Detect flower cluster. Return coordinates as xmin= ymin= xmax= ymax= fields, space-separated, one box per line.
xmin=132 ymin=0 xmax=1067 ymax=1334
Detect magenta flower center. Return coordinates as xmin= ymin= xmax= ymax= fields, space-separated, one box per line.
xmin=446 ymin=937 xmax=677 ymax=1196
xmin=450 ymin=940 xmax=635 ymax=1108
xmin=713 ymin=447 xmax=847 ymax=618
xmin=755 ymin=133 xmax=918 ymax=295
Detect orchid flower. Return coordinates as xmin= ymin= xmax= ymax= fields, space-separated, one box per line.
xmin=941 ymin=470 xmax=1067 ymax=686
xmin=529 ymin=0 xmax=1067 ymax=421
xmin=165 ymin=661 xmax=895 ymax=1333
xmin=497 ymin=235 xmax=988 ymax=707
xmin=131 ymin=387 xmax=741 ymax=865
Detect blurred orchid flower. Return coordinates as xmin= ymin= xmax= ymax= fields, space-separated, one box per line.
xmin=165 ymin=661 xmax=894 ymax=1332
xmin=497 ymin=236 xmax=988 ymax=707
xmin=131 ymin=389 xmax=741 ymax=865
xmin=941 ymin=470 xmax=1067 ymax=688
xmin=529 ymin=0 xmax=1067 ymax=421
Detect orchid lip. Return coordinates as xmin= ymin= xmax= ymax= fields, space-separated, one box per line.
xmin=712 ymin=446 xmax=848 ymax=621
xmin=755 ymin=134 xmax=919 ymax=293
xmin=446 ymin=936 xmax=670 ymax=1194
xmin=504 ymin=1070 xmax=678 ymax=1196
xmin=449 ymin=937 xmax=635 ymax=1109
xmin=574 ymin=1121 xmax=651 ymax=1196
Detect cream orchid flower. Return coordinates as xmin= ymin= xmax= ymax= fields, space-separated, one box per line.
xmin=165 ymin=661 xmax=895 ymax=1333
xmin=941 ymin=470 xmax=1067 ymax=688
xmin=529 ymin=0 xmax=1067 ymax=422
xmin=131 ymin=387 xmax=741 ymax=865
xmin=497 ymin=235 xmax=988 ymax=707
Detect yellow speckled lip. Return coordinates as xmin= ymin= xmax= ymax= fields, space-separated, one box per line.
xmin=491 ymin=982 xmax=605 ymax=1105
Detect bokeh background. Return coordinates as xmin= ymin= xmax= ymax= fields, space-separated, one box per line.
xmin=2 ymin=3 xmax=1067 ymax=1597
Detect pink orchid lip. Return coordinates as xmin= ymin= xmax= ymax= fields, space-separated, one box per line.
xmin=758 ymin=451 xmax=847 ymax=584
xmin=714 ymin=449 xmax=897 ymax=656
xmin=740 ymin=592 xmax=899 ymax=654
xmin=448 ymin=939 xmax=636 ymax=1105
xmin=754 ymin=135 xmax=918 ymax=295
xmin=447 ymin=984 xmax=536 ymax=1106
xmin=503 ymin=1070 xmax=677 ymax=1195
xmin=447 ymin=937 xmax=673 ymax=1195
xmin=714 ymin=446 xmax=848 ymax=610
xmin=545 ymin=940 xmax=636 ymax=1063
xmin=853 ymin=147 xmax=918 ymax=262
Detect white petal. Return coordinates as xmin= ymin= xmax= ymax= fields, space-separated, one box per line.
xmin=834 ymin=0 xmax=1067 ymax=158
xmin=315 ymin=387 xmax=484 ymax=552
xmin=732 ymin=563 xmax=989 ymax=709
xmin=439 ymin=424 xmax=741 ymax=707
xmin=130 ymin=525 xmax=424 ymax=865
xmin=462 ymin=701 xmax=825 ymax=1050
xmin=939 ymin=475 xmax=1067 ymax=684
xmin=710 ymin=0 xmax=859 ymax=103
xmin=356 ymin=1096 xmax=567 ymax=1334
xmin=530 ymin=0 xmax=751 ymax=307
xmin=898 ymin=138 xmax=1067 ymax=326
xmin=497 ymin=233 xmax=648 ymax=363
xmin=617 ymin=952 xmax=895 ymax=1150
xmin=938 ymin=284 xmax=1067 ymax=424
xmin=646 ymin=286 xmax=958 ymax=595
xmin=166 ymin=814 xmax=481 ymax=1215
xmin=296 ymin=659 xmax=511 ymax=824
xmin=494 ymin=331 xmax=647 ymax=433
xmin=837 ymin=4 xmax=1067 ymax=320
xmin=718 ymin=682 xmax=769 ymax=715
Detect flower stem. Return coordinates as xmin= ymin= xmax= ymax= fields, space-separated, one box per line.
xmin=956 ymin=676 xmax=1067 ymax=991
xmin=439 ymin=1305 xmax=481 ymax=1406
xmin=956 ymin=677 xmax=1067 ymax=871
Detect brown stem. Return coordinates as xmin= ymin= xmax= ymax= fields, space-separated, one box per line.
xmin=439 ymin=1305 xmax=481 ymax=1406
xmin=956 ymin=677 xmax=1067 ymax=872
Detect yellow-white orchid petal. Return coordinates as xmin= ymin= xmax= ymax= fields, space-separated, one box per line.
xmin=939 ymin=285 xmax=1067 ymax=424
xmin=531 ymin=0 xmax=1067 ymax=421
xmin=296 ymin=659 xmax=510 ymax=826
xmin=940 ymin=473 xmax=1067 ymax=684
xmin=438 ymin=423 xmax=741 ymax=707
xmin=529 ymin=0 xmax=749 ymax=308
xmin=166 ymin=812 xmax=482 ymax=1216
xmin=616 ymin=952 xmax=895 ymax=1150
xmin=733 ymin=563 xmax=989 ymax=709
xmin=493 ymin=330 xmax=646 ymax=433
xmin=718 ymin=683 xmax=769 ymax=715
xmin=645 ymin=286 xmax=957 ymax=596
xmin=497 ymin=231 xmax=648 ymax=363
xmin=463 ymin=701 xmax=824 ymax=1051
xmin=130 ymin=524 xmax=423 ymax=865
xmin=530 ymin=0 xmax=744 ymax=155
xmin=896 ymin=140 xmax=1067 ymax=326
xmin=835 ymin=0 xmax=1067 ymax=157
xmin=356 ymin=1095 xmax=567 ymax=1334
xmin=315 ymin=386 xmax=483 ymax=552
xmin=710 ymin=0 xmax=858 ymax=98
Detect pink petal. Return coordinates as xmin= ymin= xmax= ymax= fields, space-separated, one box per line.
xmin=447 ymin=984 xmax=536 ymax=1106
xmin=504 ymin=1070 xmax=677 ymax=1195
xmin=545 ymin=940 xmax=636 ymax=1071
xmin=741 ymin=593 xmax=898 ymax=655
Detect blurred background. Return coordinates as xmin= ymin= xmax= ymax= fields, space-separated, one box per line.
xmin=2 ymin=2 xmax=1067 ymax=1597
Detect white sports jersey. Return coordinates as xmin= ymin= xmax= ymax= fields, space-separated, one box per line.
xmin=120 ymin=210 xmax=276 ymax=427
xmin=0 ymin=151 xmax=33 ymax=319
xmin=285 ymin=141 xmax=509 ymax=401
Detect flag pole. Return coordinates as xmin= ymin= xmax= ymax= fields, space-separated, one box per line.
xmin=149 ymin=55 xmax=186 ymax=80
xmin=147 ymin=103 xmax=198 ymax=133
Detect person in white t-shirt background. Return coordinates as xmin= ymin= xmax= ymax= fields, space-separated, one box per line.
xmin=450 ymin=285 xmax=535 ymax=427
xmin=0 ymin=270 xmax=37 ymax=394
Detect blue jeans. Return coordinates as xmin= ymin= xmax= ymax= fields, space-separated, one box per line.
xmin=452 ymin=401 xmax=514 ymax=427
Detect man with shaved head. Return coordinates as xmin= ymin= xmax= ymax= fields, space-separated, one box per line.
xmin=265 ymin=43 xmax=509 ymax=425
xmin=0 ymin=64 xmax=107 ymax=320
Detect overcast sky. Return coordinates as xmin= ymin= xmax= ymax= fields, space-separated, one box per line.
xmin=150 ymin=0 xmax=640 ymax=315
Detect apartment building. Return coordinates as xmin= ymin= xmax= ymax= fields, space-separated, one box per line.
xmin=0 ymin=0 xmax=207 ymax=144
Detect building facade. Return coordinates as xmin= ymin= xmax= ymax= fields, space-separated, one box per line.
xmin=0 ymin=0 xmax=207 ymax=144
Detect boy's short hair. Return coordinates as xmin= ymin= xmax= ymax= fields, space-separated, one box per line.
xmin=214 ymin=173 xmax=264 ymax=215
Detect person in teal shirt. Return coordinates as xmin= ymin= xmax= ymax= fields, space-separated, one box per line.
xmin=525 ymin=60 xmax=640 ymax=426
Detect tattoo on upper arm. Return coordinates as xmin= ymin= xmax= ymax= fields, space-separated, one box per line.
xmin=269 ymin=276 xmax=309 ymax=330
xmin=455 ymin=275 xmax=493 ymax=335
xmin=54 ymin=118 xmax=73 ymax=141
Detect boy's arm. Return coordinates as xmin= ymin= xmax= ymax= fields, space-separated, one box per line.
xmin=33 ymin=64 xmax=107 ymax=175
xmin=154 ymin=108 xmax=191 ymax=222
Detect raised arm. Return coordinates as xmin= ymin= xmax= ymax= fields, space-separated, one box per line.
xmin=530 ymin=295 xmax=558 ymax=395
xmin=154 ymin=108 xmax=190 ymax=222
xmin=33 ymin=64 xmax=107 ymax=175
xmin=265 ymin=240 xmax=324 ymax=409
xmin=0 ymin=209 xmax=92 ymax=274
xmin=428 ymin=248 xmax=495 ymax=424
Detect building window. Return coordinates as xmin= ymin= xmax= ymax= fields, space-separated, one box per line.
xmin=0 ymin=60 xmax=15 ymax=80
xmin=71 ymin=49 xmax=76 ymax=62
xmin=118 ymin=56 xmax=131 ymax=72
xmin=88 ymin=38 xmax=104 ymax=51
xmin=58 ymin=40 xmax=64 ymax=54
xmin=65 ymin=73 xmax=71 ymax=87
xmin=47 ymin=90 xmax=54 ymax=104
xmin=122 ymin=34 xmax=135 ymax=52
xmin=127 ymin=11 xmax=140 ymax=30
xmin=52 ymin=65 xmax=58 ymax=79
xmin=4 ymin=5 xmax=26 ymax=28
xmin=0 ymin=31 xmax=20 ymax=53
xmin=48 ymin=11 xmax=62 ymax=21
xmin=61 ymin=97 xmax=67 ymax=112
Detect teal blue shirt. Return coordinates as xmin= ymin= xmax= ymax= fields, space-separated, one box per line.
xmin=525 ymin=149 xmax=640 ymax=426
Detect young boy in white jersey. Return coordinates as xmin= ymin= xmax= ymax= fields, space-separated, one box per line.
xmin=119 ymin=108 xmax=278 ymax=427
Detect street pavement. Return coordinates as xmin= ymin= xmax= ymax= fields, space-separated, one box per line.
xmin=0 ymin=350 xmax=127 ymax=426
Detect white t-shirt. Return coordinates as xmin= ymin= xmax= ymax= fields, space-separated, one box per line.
• • •
**Task goal:** Your answer must be the line holding "Detect young boy" plus every later line to the end of the records, copied exactly.

**Reply:**
Detect young boy in white jersey. Return coordinates as xmin= ymin= xmax= ymax= fields, space-separated, one box per line.
xmin=119 ymin=108 xmax=278 ymax=427
Detect street pavement. Return coordinates as xmin= ymin= xmax= ymax= fields, space-separated, one box per line.
xmin=0 ymin=350 xmax=127 ymax=426
Detect white t-shirt. Return coordinates as xmin= ymin= xmax= ymax= fields, space-separated, one box per line.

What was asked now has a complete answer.